(Dataset records)

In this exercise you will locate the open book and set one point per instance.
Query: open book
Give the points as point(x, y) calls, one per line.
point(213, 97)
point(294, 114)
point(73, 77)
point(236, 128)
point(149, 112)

(End Dataset records)

Generate an exact reproduction of all entries.

## Exercise output
In this exercise you will locate the open book and set one point per instance.
Query: open book
Give the points as point(x, y) calls, one per line.
point(213, 97)
point(294, 114)
point(73, 77)
point(236, 128)
point(149, 112)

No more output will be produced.